BEGIN SOURCE PASSAGE
Today, it is easy for scholars to distinguish between, for example, email discussion lists and
print journals. Few scholars would be inclined to list the network newsgroups they read on
their curriculum vitae, yet most would list every conference presentation or journal article.
Although some grey areas exist, there is a fairly definite boundary between "communication"
activities of scholars and their "publication" activities. (One notable grey area is that many
ejournals publish materials such as short essays that might have also been suitable for
distribution to public mailing lists.)
Several areas of change to informal scholarly communication are underway. The first is that
archives of communication forums are frequently used as information stores. Archives of
mailing lists, current newsgroup contents, and even (though less frequently) logs of IRC
sessions or other interactive network forums are available for search or retrieval. This does
not necessarily force a change in the communication that takes place in the forums, but it does
change the means by which such forums might be accessed.
A second area of change to informal communication it somewhat less obvious, and has to do
with gatekeeping and membership in the forums. Moderated newsgroups and mailing lists
have been with us for some time, but private lists for scholars are seen less frequently. What
we can anticipate is a more structured order for the ability to participate in or post to the most
important informal communication forums. This stratification will be for purely pragmatic
reasons: readers of the forums are frustrated when the level of discussion is limited by the
frequent messages of newcomers, or when commentary is more likely to come from graduate
students than from well-known scholars. Private mailing lists already exist, but the model of
these lists being for private discussion among eminent scholars which may be observed by
anyone interested is less frequently seen.
END SOURCE PASSAGE
BEGIN PROVIDED INFORMATION
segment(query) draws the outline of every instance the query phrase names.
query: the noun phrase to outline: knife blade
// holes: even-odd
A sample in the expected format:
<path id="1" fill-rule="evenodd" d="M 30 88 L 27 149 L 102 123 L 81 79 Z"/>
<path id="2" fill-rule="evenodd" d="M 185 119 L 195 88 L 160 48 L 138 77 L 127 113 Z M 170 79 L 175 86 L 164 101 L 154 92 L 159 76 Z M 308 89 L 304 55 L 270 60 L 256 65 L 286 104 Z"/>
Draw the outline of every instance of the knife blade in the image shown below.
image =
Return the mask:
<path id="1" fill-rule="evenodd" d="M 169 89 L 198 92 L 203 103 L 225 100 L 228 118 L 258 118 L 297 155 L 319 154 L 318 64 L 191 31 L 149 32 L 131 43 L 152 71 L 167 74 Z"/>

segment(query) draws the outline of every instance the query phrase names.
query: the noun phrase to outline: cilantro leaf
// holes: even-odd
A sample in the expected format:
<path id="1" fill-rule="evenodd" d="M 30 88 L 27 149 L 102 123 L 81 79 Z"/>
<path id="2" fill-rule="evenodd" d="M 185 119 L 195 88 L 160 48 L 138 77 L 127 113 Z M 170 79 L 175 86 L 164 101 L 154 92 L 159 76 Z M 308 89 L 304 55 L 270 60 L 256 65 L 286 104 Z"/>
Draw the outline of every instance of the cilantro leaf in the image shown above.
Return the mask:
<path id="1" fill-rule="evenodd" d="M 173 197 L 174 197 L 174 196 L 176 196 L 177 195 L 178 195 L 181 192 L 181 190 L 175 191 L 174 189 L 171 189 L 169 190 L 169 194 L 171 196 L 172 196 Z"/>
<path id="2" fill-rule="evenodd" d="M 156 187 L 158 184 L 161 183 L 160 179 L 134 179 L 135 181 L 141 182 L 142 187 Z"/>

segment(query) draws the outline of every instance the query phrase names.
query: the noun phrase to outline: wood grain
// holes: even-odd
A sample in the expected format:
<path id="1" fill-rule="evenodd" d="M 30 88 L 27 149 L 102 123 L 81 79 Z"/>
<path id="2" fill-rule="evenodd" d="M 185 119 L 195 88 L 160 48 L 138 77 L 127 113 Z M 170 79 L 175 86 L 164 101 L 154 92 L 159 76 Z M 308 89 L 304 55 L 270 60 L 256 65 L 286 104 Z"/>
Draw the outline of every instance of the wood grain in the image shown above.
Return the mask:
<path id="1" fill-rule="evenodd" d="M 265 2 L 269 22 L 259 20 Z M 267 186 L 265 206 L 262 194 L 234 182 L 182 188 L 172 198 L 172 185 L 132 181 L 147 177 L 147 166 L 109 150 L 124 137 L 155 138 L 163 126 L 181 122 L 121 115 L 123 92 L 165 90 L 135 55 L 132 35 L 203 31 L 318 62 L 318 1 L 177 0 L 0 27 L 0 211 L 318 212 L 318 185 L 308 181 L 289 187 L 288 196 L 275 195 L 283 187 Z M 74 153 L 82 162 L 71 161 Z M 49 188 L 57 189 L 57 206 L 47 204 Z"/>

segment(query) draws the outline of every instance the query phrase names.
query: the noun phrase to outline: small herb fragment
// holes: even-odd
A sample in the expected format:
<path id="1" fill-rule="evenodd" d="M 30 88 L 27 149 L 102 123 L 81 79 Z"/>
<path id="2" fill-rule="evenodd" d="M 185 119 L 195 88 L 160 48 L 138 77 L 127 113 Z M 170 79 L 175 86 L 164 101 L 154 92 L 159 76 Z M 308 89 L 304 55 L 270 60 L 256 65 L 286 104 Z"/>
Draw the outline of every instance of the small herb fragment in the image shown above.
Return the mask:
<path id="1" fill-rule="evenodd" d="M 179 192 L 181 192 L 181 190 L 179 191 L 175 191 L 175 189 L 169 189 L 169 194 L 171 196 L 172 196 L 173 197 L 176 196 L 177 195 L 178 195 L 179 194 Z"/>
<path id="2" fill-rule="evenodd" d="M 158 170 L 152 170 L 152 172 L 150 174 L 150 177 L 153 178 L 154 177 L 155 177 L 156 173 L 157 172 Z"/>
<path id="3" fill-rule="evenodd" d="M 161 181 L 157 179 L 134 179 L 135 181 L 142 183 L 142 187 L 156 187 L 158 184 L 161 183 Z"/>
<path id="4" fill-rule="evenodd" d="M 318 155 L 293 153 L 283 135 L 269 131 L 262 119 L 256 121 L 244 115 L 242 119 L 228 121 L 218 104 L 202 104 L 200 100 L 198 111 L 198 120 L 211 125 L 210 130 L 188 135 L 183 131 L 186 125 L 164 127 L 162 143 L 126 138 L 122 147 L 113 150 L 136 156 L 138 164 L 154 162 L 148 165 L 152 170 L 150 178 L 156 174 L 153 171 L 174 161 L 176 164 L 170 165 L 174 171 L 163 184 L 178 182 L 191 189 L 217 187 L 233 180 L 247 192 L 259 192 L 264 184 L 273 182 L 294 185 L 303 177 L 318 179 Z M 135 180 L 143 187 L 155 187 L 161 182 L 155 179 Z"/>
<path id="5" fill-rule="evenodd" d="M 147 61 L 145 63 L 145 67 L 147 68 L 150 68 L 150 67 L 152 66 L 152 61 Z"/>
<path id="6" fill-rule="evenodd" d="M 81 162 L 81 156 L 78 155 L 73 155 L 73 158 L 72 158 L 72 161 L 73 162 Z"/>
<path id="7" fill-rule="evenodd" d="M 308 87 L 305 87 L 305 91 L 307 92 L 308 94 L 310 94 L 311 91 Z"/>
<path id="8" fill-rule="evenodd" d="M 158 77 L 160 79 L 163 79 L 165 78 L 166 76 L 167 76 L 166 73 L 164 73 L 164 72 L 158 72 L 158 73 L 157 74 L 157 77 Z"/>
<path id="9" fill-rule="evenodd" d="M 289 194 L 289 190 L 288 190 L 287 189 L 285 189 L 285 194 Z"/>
END PROVIDED INFORMATION
__DIRECTION 1__: Find each line in the records that contains the word "blade" and copy those lines.
__DIRECTION 2__: Take the passage on informal scholarly communication further, picking up after its final sentence.

__TASK RESPONSE 1__:
query: the noun phrase to outline: knife blade
Draw the outline of every instance of the knife blade in the image shown below.

__TASK RESPONSE 2__:
A final area of gradual change to informal scholarly communication is the means by which
participation occurs. Currently, mailing lists have the feature of arriving in one's personal
electronic mailbox. Network newsgroups, however, must be sought out by a separate news
reading program. Electronic journals might arrive by email, be posted as Web pages, or made
available in other formats. We can expect some shifting in how materials are distributed as
search and retrieval techniques are refined. For example, we might anticipate that query-by-profile systems will identify and deliver materials of interest from mailing lists without a
subscription to the lists. Another example is the use of unified front-ends for network news,
email, and Web pages that we see in 1997's Web browsers.
Informal scholarly communication is greatly facilitated by the Internet. The current
generation of new scholars might find it difficult to imagine times when meetings,
conferences, letters, and telephone calls were the primary method of discussing and sharing
academic discussion. To the extent that "weak ties" among scholars are the truly important
ones for getting their work done, there is a great promise that continued enhancements to
how we use the Internet for informal scholarly communication will prove tremendously
empowering for all scholars.
The organization of information
Electronic library card catalogs, bibliographic databases, CDROMs, and other systems for
information retrieval rely on fields for identifying different types of information, and on
controlled vocabularies for subject indexing. The tools we use today for accessing the Web,
email, electronic journals, etc. do not usually have these capabilities. Even when the meta-information about a particular document is present, there is no guarantee that automatic
search engines or browsers will be able to access it correctly.
Standards for the communication of meta-information do exist, however. SGML may be used
to tag author, title, and subject fields. Z39.50 is a bibliographic interchange standard that can
allow multiple interfaces to access a database, such as a library card catalog (WAIS was based
on an earlier implementation of Z39.50). Even with HTML, the META tag allows for the
communication of fielded data.
The problem is not so much in the ability to include meta-information, as in the lack of an
ability to use it effectively. Perhaps more important is the problem of people self-authoring
their own materials on the Internet (for Web pages, email discussion groups, or even scholarly
papers or conference proceedings) without knowledge of how to apply such meta-information.
The solution to this problem will likely come in the near term, through the tools we already
use to access electronic information. New HTML tags are introduced frequently (the current
META tag may be used to communicate author information), and TITLE already exists but
is used more for a running heading than an actual document title. Other fields can be
introduced, and search engines will be able to offer the capability to search on these fields.
This will lead to problems of training people to use such fields effectively, but this is less of
a problem for the academic community than the general public. Regardless, the fact that
millions of computer users have overcome the difficulty in mastering such arcane skills as
HTML, URLs, and email addressing gives hope that the public can learn to use features such
as fields, authority lists, and query expansion and truncation effectively.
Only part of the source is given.